### What you are asked to do
All the records that follow need to be reproduced exactly. Omit the images.
--- START ---
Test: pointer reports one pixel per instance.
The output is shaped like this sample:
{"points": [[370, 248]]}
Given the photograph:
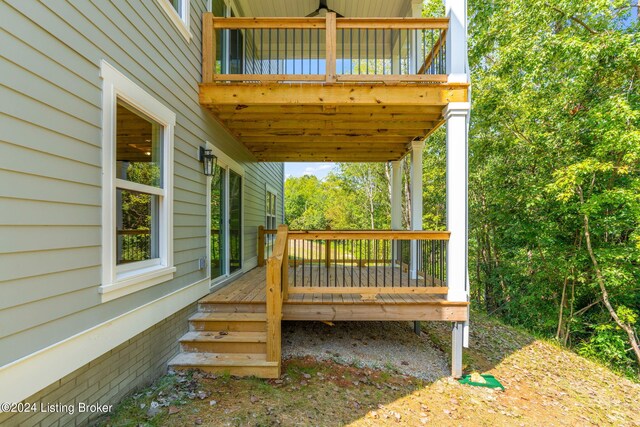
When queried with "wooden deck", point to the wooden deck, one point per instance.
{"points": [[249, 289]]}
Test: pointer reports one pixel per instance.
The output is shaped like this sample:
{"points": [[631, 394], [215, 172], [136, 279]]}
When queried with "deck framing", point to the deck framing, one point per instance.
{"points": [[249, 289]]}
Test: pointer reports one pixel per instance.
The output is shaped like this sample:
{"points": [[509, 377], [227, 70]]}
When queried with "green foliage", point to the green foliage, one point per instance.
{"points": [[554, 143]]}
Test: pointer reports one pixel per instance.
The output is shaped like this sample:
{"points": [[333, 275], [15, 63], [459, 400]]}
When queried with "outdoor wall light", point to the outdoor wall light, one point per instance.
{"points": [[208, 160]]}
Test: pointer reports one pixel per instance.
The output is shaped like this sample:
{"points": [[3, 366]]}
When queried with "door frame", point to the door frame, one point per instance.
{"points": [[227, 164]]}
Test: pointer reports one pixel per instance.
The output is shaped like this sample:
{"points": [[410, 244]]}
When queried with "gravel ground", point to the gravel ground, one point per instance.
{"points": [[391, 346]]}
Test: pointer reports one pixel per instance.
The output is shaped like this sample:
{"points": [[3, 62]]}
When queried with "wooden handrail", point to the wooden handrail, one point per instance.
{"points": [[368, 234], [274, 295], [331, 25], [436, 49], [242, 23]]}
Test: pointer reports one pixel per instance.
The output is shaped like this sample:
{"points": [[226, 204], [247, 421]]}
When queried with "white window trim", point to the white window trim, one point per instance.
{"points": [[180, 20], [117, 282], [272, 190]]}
--- END ---
### Task output
Test: pointer reports one pixel per instance.
The output is shaped like this sample:
{"points": [[370, 248]]}
Given the photograph:
When queried with "wooden deck", point to the wooden deck, one point per instance.
{"points": [[249, 289]]}
Test: pointer reports one pixel per instance.
The output is shaped like this sample:
{"points": [[631, 394], [215, 172], [136, 279]]}
When queried with "deck framing", point to the deck framing, one point per instance.
{"points": [[249, 289]]}
Test: pointer reports one pixel per instance.
The output is shaped like this sample:
{"points": [[509, 377], [227, 70]]}
When queried with "green foliage", point to the green foliage, one point per instance.
{"points": [[554, 143]]}
Test: pointer reports one pixel per instance.
The output is shaped like this sample:
{"points": [[333, 275], [15, 63], [459, 400]]}
When queried with "outdoor wall light", point to the outdoor wall light, one point per instance.
{"points": [[208, 160]]}
Test: pointer reports one pixel per instance.
The output is shaped like this sample:
{"points": [[3, 366]]}
When queried with "door frame", point to the door frame, one point per instance.
{"points": [[227, 164]]}
Test: pointer reports one pixel per instance.
The output is shaped like this sample:
{"points": [[410, 244]]}
When queried with "gravel ground", point to the gravel ground, one point per instance.
{"points": [[391, 346]]}
Test: pointer reports one pixel per instance.
The output is shaped like this sample:
{"points": [[3, 62]]}
When queried with "wooden handrail", point to the wooden handrail, one point per instance.
{"points": [[368, 234], [274, 295], [331, 25], [436, 49], [242, 23]]}
Test: pointer reports one pixel per instance.
The output is shaped like this sample:
{"points": [[226, 204], [247, 421]]}
When queried with "white window trim", point to the white window trim, one point per instance.
{"points": [[180, 20], [117, 282], [272, 190]]}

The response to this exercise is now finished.